1004 Counting Leaves (30 分)
A family hierarchy is usually presented by a pedigree tree. Your job is to count those family members who have no child.
Input Specification:
Each input file contains one test case. Each case starts with a line containing 0<N<100, the number of nodes in a tree, and M (<N), the number of non-leaf nodes. Then M lines follow, each in the format:
ID K ID[1] ID[2] … ID[K]
where ID is a two-digit number representing a given non-leaf node, K is the number of its children, followed by a sequence of two-digit ID’s of its children. For the sake of simplicity, let us fix the root ID to be 01.
The input ends with N being 0. That case must NOT be processed.
Output Specification:
For each test case, you are supposed to count those family members who have no child for every seniority level starting from the root. The numbers must be printed in a line, separated by a space, and there must be no extra space at the end of each line.
The sample case represents a tree with only 2 nodes, where 01 is the root and 02 is its only child. Hence on the root 01 level, there is 0 leaf node; and on the next level, there is 1 leaf node. Then we should output 0 1 in a line.
Sample Input:
2 1
01 1 02
Sample Output:
0 1
解析
要求计算树的每一层叶子结点的数量。
树用静态实现:PAT && 树。
遍历用DFS或BFS都行。
#include<algorithm>
#include<cstdio>
#include<iostream>
#include<queue>
#include<string>
#include<cmath>
const int maxn = 101;
using namespace std;
int LayerTable[101]{0};
struct node {
int layer;
vector<int> child;
node() :layer(0) { }
}Node[maxn];
int BFS() { // ROOT is 01;
int maxlayer = 0;
queue<int> Q;
Node[1].layer = 0;
Q.push(1);
while (!Q.empty()) {
int temp = Q.front();
Q.pop();
if (maxlayer < Node[temp].layer)

## Records for this exercise
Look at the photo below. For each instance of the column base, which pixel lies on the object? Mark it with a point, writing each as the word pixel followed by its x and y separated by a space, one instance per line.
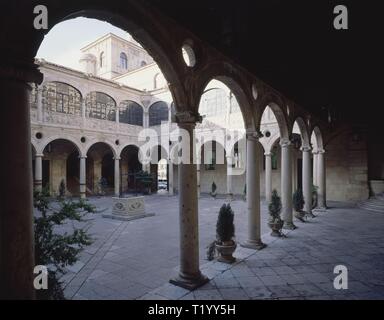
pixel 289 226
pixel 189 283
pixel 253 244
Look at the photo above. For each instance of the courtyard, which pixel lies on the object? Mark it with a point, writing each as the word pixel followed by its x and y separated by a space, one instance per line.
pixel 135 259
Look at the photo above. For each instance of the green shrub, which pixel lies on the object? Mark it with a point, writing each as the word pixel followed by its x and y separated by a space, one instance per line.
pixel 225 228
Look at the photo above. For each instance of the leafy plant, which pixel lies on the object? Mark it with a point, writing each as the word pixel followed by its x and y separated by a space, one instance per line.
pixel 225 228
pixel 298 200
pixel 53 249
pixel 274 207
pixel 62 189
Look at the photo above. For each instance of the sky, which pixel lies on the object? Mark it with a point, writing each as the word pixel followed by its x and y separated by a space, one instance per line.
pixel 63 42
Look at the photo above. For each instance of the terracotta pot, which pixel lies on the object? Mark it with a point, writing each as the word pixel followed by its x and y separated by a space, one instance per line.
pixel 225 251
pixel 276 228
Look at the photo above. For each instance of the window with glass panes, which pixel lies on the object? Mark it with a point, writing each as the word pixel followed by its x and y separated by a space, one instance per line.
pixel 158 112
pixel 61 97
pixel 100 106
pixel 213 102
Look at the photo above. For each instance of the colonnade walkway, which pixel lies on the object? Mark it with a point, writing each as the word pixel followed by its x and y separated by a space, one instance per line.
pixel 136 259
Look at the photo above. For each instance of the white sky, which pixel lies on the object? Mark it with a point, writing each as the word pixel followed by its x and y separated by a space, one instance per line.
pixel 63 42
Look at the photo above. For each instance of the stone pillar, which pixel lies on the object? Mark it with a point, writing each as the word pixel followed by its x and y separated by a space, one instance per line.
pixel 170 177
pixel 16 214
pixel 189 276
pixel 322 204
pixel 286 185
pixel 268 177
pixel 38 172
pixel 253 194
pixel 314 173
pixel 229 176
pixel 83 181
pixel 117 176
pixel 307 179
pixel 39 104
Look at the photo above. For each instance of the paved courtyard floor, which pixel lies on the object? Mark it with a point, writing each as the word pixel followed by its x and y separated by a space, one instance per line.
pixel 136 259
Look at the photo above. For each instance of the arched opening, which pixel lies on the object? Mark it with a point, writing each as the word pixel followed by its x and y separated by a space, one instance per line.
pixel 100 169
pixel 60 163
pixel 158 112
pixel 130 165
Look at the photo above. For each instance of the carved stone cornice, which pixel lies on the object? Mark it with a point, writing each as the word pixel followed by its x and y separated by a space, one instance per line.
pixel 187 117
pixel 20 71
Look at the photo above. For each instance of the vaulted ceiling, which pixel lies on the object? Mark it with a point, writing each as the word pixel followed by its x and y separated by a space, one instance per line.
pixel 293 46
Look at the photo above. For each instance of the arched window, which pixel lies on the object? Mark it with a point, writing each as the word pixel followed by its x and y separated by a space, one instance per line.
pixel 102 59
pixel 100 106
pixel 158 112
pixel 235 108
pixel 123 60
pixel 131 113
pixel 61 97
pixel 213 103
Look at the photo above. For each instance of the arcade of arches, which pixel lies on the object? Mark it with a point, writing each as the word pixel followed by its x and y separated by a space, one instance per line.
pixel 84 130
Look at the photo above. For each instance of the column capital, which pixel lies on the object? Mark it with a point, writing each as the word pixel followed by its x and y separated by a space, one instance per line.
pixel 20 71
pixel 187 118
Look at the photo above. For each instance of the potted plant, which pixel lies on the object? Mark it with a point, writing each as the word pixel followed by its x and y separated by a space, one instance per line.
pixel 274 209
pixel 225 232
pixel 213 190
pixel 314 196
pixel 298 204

## The tasks
(a) Name every header that an #include directive in the Counting Leaves page brings in.
(b) Reproduce word for word the lines of the entries from the line with "Look at the photo above. For each instance of the stone" up to and including the line with "pixel 187 118".

## Answers given
(a)
algorithm
cstdio
iostream
queue
string
cmath

(b)
Look at the photo above. For each instance of the stone pillar, which pixel lies on the object? Mark it with a point, writing each as the word pixel followed by its x and y separated by a space, one instance per line.
pixel 170 177
pixel 16 214
pixel 189 276
pixel 322 204
pixel 286 185
pixel 268 177
pixel 38 172
pixel 253 194
pixel 314 173
pixel 229 176
pixel 83 181
pixel 117 176
pixel 307 179
pixel 39 104
Look at the photo above. For each instance of the paved courtyard floor, which pixel lies on the object? Mark it with a point, writing each as the word pixel followed by its x and y separated by a space, one instance per line.
pixel 136 259
Look at the photo above. For each instance of the arched opening, which pixel lies on the object? Mark it with a point, writing each as the word pixel followed by its x and y separated by a space, one instance per line.
pixel 100 169
pixel 60 163
pixel 158 112
pixel 130 165
Look at the photo above. For each instance of the carved stone cornice, which pixel lies on the object? Mark it with a point, writing each as the word pixel followed by its x and y separated by a space, one instance per line.
pixel 187 117
pixel 20 71
Look at the photo above. For each instance of the vaulted ceiling, which pixel lies on the object? Mark it with a point, writing each as the word pixel followed by its x and y separated by a space, one instance per line.
pixel 293 46
Look at the photo above. For each instance of the arched window, which pixel lies on the object? Mark it with a point, writing each as the word pixel followed by its x and y separated by a space, one instance per line.
pixel 102 59
pixel 100 106
pixel 158 112
pixel 235 108
pixel 123 60
pixel 131 113
pixel 61 97
pixel 213 103
Look at the photo above. For each instance of the arcade of arches, which pixel lies on the object? Mark it with a point, writing each as the word pixel followed by its x and y separated by a space, one instance per line.
pixel 84 130
Look at the photo above. For each instance of the column capital, which pixel lies on the object? Mark it with a point, writing each as the word pixel followed by its x and y separated by a space, one instance per line.
pixel 20 71
pixel 187 118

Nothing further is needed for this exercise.